● **EXTRACT PROVIDED**:

Measuring Atmospheric CO2 Enhancements From the 2017 British Columbia Wildfires Using a Lidar.

During the summer 2017 ASCENDS/ABoVE airborne science campaign, the NASA Goddard CO2 Sounder lidar overflew smoke plumes from wildfires in the British Columbia, Canada. In the flight path over Vancouver Island on 8 August 2017, the column XCO2 retrievals from the lidar measurements at flight altitudes around 9 km showed an average enhancement of 4 ppm from the wildfires. A comparison of these enhancements with those from the Goddard Global Chemistry Transport model suggested that the modeled CO2 emissions from wildfires were underestimated by more than a factor of 2. A spiral-down validation performed at Moses Lake airport, Washington showed a bias of 0.1 ppm relative to in situ measurements and a standard deviation of 1 ppm in lidar XCO2 retrievals. The results show that future airborne campaigns and spaceborne missions with this type of lidar can improve estimates of CO2 emissions from wildfires and estimates of carbon fluxes globally.

Introduction

Wildfires are a major source of greenhouse gases. Fires were responsible for as much as a fifth of the carbon released in 2019 from burning fossil fuels, down from about a quarter at the beginning of the century (Ciais et al., 2013; Le Quéré et al., 2018; Tian et al., 2016). While this long‐term decrease in fire emissions was driven by a decline in savanna and grassland fires (Andela et al., 2017), a recent increase in forest fires has resulted in concerns about the future role of fire in the global carbon cycle. Total carbon emissions from forest fires in 2019 were 26% higher than in 2018, to 7.8 billion metric tons, the highest since 2002, according to the Global Fire Emissions Database (GFED; van der Werf et al., 2017). The unprecedented bushfires in Australia in 2019 emitted a combined 306 million metric tons of carbon dioxide (CO2) in the August–December 2019 period, which is more than half of Australia's total carbon footprint in the year. Brazilian Amazon fires emitted 392 million metric tons of CO2 in 2019 which was equivalent to more than 80% of Brazil's 2018 greenhouse gas emissions (Lombrana et al., 2020).

During 2017, Canada had a record‐breaking wildfire season in the province of British Columbia (BC). A total of 1.2 million hectares had burned by the end of the 2017 fire season, the largest ever in the province (Duran, 2017) and massive smoke plumes were lofted into the stratosphere in the mid‐August (Torres et al., 2020).

● **DATASET ROWS**:

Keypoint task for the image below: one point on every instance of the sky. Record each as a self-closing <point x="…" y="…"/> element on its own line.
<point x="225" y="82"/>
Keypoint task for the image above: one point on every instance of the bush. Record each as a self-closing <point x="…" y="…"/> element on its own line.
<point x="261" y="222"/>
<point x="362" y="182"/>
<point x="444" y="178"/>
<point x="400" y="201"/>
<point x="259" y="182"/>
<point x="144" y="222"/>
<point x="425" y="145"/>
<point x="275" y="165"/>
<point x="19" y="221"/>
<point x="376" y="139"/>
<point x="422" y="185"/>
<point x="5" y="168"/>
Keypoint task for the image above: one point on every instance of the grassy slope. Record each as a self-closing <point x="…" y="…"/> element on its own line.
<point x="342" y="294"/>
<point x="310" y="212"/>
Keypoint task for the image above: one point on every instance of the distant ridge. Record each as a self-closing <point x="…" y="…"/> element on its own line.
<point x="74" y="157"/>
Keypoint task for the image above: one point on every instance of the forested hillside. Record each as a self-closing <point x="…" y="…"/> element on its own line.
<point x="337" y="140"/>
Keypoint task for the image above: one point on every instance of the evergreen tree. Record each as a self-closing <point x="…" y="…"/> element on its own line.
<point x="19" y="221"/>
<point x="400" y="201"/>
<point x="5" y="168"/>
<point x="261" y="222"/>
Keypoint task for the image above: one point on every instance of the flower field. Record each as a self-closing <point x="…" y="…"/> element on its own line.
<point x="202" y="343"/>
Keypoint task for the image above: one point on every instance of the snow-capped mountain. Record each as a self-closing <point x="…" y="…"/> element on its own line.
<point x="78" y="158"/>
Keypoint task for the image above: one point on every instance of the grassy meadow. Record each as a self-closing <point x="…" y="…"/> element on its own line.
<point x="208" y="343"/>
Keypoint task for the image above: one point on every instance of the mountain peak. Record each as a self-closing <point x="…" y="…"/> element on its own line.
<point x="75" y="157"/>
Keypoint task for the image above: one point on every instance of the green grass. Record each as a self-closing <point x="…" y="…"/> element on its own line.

● **TASK REQUIREMENTS**:
[1] In the wildfire CO2 article, what bias did the spiral-down validation at Moses Lake airport show relative to in situ measurements?
[2] Switch "province" to "region" as you give the wildfire CO2 article again, starting with "During 2017, Canada" and going on through "mid‐August (Torres et al., 2020).".
[3] Proceed with the wildfire CO2 article past its last sentence.
The material comes from a separate source.

● **OUTPUTS FOR THE TASKS**:
[1] A bias of 0.1 ppm.

[2]
During 2017, Canada had a record‐breaking wildfire season in the region of British Columbia (BC). A total of 1.2 million hectares had burned by the end of the 2017 fire season, the largest ever in the region (Duran, 2017) and massive smoke plumes were lofted into the stratosphere in the mid‐August (Torres et al., 2020).

[3]
Generally, there are large uncertainties in the estimated CO2 emissions from wildfires with fire emissions inventories (Andreae, 2019; Meyer et al., 2012). Ground‐based and airborne measurements of fire emissions are few and are difficult to obtain. Atmospheric column‐averaged dry air mole fraction of CO2 (XCO2) retrievals using surface reflected sunlight, for example, the Orbiting Carbon Observatory‐2 (OCO‐2; Crisp et al., 2004) and the Greenhouse gases Observation SATellite (GOSAT; Kuze et al., 2016) are significantly degraded by scattering effects of fire smoke in the scene (Aben et al., 2007; Butz et al., 2009; Guerlet et al., 2013; Houweling et al., 2005; Mao & Kawa, 2004; Uchino et al., 2012).

NASA Goddard Space Flight Center has developed an integrated‐path, differential absorption (IPDA) lidar approach to measure global XCO2 from space as a candidate for NASA's planned Active Sensing of CO2 Emissions over Nights, Days, and Seasons (ASCENDS) mission (Kawa et al., 2018). This pulsed laser approach uses a step‐locked laser source and a high‐efficiency detector to measure atmospheric absorption at multiple wavelengths across the CO2 line centered at 1572.335 nm. It has a high spectral resolution and sub‐ppm sensitivity to changes in XCO2 (Abshire et al., 2018). Measurements of time‐resolved atmospheric backscatter profiles allow this technique to estimate XCO2 and range to any significant reflective surfaces with precise knowledge of the photon path‐length even in the presence of atmospheric scattering (Mao et al., 2018; Ramanathan et al., 2015).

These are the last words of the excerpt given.